- [OBJECTIVE] Return every line of the records below that contains the word "limestone".

- [AVAILABLE RECORDS]
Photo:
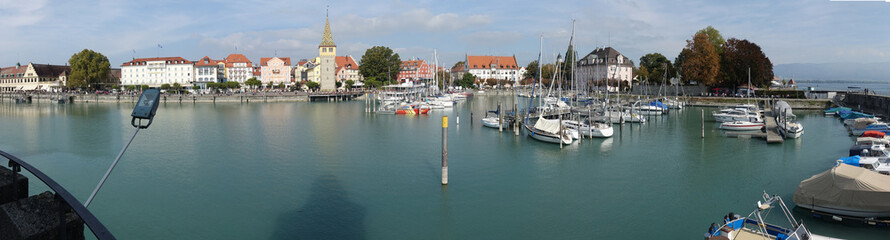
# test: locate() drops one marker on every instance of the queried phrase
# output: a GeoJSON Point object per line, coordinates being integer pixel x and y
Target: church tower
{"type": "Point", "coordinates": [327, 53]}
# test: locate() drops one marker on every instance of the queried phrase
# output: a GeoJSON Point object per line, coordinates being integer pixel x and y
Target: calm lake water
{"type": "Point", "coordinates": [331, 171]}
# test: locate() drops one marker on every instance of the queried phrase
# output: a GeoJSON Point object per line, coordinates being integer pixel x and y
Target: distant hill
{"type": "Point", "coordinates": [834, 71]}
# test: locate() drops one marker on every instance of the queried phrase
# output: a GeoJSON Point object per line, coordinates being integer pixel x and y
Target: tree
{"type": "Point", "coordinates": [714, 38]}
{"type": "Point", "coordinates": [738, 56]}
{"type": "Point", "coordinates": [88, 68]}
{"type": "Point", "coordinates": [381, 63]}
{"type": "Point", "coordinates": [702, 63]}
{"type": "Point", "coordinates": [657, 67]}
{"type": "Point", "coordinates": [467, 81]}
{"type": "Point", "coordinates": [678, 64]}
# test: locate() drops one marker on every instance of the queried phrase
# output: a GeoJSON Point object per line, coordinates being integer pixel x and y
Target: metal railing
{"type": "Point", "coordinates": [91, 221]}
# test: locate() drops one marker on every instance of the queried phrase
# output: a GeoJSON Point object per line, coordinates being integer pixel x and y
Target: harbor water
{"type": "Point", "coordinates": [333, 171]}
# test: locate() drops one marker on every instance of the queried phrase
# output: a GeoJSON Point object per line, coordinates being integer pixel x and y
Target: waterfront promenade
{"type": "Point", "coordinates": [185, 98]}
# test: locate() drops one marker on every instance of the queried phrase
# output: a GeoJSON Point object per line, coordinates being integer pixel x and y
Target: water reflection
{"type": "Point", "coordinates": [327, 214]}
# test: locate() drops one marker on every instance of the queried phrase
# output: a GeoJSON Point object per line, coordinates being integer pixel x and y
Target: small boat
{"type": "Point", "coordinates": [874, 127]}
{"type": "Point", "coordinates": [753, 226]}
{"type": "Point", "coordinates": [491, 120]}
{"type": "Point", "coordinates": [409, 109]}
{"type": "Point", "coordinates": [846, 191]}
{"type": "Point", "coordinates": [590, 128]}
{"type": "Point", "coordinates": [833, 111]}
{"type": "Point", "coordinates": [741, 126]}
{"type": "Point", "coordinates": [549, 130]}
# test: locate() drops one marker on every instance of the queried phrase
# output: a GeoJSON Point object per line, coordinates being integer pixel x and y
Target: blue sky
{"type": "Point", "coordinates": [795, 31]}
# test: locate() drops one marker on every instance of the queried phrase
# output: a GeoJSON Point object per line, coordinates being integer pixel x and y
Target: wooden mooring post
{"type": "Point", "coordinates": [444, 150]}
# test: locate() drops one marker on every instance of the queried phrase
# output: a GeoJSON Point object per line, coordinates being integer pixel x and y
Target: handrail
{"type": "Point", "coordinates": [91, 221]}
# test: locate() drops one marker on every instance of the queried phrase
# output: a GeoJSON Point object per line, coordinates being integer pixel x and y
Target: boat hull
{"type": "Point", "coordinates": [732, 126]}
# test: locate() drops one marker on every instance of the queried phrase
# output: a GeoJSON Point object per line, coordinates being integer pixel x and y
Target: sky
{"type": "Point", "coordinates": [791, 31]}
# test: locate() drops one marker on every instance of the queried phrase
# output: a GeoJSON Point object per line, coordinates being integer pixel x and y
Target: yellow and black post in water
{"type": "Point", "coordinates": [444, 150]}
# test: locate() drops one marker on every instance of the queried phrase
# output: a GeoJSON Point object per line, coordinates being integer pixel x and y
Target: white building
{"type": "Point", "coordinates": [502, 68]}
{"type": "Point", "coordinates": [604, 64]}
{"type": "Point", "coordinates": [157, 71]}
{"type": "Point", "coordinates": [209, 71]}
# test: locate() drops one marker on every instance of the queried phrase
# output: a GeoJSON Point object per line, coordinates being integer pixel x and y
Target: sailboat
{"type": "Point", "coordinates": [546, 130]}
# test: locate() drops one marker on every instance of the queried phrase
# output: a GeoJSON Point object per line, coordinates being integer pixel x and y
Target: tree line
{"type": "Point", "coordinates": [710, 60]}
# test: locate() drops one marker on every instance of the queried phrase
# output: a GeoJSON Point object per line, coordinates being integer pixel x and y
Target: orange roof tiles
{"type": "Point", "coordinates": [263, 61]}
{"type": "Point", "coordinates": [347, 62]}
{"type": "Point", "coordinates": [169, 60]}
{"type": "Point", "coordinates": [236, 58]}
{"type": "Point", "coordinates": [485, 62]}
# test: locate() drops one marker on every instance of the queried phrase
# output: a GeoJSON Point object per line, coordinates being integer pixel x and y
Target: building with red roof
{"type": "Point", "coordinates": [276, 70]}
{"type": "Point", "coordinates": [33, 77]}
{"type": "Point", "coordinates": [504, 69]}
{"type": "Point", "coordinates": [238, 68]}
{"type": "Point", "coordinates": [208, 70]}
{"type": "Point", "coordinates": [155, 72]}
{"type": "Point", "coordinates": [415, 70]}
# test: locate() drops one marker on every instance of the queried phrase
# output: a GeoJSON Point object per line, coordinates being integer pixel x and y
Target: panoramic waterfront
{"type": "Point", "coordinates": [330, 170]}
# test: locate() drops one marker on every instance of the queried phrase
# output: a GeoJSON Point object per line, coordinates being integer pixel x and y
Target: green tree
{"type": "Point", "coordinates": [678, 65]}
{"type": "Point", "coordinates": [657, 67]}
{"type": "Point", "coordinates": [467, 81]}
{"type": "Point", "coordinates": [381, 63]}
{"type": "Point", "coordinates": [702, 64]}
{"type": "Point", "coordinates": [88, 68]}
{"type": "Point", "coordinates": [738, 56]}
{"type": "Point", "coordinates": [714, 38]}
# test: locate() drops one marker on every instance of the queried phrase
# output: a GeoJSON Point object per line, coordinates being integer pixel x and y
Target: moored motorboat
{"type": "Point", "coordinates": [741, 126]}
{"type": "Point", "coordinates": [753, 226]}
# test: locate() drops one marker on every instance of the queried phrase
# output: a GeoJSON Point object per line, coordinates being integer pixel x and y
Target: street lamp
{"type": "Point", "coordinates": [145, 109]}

--

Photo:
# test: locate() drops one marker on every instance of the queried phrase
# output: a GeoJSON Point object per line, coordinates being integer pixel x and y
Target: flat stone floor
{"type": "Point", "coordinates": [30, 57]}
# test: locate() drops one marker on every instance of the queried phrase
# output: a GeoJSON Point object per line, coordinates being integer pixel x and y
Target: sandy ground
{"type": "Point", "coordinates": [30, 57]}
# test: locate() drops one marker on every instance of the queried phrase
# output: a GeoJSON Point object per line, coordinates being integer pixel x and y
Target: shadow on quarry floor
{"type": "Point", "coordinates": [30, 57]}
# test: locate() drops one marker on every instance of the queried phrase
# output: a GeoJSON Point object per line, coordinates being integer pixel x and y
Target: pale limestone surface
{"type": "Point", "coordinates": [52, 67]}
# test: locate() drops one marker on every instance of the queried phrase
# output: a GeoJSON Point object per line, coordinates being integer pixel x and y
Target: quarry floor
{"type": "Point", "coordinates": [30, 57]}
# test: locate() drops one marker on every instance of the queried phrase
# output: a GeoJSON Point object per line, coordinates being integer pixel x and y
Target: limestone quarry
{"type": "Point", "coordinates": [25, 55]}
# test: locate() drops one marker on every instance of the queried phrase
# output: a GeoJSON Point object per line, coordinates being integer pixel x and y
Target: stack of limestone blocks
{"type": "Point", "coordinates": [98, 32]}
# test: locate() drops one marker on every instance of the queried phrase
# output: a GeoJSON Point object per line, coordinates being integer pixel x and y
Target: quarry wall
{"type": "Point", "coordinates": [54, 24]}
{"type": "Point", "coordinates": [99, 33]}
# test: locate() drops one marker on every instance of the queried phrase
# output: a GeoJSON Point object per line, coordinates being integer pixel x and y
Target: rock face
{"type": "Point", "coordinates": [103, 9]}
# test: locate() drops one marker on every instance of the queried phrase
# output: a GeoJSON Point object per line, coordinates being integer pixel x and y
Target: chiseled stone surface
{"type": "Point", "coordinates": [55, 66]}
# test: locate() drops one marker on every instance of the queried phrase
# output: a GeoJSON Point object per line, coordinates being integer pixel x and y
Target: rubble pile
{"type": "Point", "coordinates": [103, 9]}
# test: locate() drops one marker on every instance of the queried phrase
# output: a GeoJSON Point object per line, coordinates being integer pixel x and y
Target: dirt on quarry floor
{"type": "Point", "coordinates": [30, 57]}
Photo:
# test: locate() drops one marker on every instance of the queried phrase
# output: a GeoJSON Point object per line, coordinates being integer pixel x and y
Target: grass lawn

- [ANSWER TO THE TASK]
Target: pale limestone surface
Target: limestone quarry
Target: stack of limestone blocks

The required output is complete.